__Exercise passage__.
[Start of section]

In 2005, fewer than 2,000 trips to hospital emergency departments involved energy drinks. By 2011, that number was over 20,000. If energy drinks are safe, why are they sending us to the hospital?
The Substance Abuse and Mental Health Services Administration (SAMHSA, a government behavioral health agency) issued a report on Friday that called energy drinks "a continuing public health concern." Yes, energy drinks like Red Bull, 5-Hour Energy, Monster, Full Throttle, CHARGE!, Neurogasm, Hardcore Energize Bullet, Facedrink, Eruption, Crakshot, Crave, Crunk, DynaPep, Rage Inferno, SLAP, and even good old Venom Death Adder.
Everything is a public health concern, though, really. How publicly concerned should we be about energy drinks?
First off, the data from the SAMHSA report looks alarming. It tells us that the number of "energy drink-related" emergency department (ED) visits increased nearly tenfold between 2005 and 2011:
Energy drinks are not-uncommonly used along with alcohol and other drugs, so SAMHSA (say it aloud once, it's calming) makes the distinction that, of the 20,783 ED visits in 2011, 58 percent involved energy drinks alone; the remaining also involved other drugs.
The rise suggests an increasing propensity for abuse, though, given the rapidly increasing prevalence of energy drinks in the market since 2005 (now a $10+ billion industry), probably a similar percentage of consumers are misusing them and/or having adverse reactions.
Those consumers are more commonly men, and most commonly 18-25-year-olds -- though the over-40 demographic is growing the most rapidly, by degrees (up 379 percent between 2007 and 2011).
Why are these drinks sending people to the emergency room? The only ingredient(s) in common energy drinks that have been proven to have acute stimulant effects are caffeine and guarana (which SAMHSA defines as "a plant product containing concentrated caffeine"). The vitamins and amino acids that many drinks include shouldn't give you a noticeable burst of energy unless you were previously malnourished and vitamin-deficient. And they're not reasoned to play a role in intoxication effects.
So, essentially, energy drinks can be looked at as caffeine. And as the SAMHSA report puts it, "Large amounts of caffeine can cause adverse effects such as insomnia, nervousness, headache, fast heartbeat, and seizures that are severe enough to require emergency care."
How much is a "large amount" of caffeine? Like alcohol, it's relative to metabolism and tolerance. Most people can tolerate a lot. In caffeine-modified electroconvulsive therapy, for patients with depression, up to 2,000 mg has been given -- intravenously. But that's in a controlled hospital environment where they are trying to give people seizures. And it does increase the likelihood they will have a seizure. For a frame of reference, SAMHSA notes, "The total amount of caffeine in a can or bottle of an energy drink varies from about 80 to more than 500 mg, compared with about 100 mg in a 5-ounce cup of coffee or 50 mg in a 12-ounce cola."

[End of section]

__What this task involves__.
Extend the passage on energy drinks and emergency department visits, picking up after its closing SAMHSA quote on caffeine amounts. None of the rows is needed for this exercise.

__Data to examine__.
[Start of section]

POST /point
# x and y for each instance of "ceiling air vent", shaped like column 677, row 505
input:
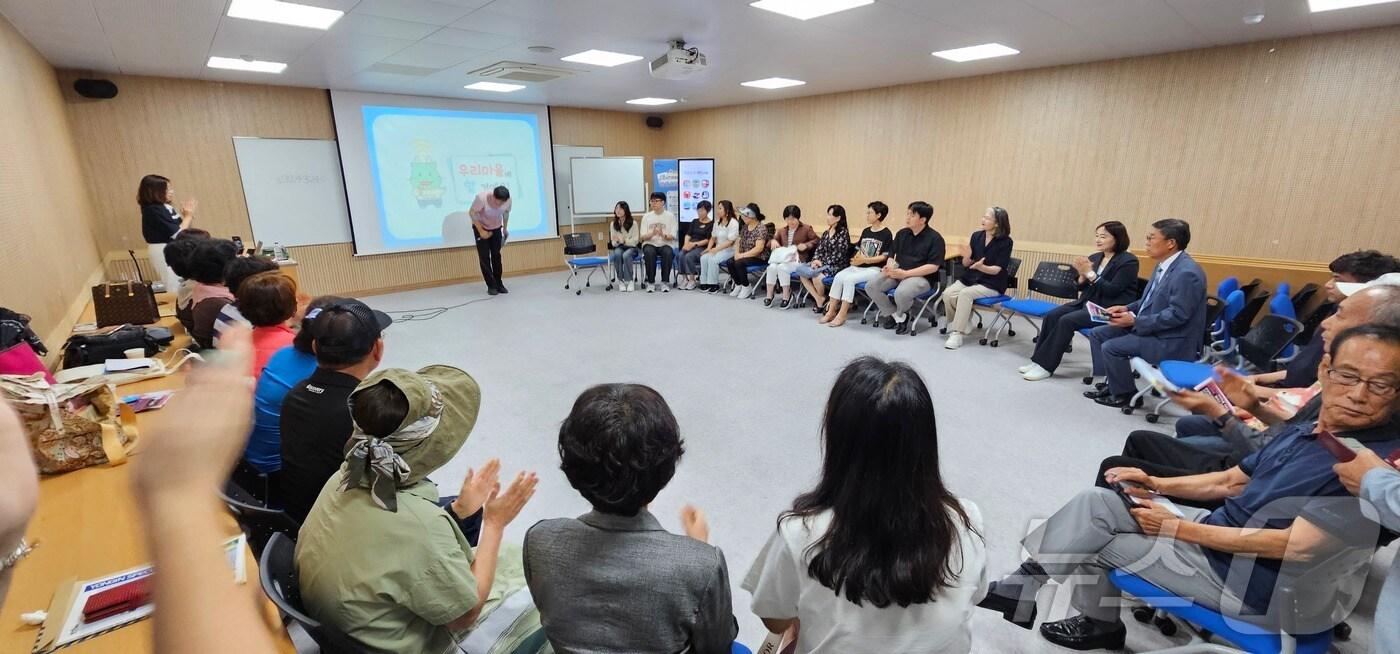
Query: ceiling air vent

[End of section]
[Start of section]

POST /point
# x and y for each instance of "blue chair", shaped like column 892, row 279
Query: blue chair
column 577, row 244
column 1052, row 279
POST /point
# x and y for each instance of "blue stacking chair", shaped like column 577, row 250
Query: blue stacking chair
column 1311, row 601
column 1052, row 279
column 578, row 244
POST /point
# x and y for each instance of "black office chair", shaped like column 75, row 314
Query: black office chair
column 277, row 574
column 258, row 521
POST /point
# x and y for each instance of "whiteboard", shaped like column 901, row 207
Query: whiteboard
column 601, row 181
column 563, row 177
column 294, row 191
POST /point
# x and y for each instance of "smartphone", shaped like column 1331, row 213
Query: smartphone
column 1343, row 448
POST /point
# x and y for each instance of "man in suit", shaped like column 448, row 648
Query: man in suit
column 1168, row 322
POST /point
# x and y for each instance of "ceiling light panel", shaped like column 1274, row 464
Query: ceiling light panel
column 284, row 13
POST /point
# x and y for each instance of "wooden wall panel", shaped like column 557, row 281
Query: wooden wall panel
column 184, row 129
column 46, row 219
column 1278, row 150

[End of section]
[Start of section]

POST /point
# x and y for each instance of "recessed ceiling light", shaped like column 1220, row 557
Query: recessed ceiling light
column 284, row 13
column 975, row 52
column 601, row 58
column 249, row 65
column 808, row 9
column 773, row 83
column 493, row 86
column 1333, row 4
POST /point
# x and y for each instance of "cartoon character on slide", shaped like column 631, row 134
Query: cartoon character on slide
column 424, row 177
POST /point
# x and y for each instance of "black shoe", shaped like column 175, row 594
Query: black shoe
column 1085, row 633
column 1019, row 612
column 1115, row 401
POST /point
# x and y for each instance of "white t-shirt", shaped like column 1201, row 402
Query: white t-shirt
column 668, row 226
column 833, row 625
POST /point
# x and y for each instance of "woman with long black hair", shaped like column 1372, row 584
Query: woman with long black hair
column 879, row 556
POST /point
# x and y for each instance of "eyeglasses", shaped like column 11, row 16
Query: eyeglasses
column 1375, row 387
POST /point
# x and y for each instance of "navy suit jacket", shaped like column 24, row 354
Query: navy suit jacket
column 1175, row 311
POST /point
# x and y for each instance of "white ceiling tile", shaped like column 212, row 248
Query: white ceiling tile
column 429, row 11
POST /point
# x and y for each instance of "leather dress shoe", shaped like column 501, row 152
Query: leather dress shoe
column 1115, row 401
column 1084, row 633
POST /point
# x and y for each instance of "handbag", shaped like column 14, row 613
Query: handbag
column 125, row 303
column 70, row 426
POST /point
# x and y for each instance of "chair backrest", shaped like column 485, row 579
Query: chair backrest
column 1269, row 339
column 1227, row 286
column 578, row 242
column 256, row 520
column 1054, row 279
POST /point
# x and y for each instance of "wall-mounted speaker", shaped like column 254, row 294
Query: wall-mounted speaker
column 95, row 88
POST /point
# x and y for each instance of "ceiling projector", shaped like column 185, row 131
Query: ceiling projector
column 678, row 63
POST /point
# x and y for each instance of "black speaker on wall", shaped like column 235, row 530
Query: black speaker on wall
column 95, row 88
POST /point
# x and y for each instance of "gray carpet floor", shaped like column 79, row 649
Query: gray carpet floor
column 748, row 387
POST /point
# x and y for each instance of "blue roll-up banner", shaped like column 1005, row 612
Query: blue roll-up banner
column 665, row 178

[End of section]

__Answer box__.
Those examples are a little misleading, though. The Center for Science in the Public Interest (CSPI) has a great list of how much caffeine specific foods/drinks contain. For energy drinks, "more than 500 mg" is far from the norm:
Cran-Energy is a thing, yes.
And the 50 mg that SAMHSA cites for a "cup of coffee" is pretty optimistic -- at least in the way that many of us define coffee.
Still, despite the fact that a Starbucks venti coffee has three times as much listed caffeine as a can of Monster, some people swear they're more wired after drinking an energy drink. That may be because of the extra caffeine in guarana. Energy drinks can advertise that they have the same amount of caffeine as a cup of coffee; but when you include guarana, they have a much stronger stimulant effect. In Australia, listing quantified guarana content on beverages is mandatory.
The most interesting implication that the report mentions is from a study in which "bar patrons who consumed alcohol mixed with energy drinks were ... four times more likely to intend to drive while intoxicated." Because, as SAMHSA puts it, "Individuals, especially young drinkers, may incorrectly believe that consumption of caffeine can 'undo' the effects of alcohol intake and make it safe to drive after drinking."
That sort of stimulant-empowered bullheaded behavior -- rather than the E.R. admissions for caffeine-induced anxiety -- is actually the most pressing public health concern.
So, caffeinate responsibly. "If I drink another Hardcore Energize Bullet, am I going to have to go to the hospital again?"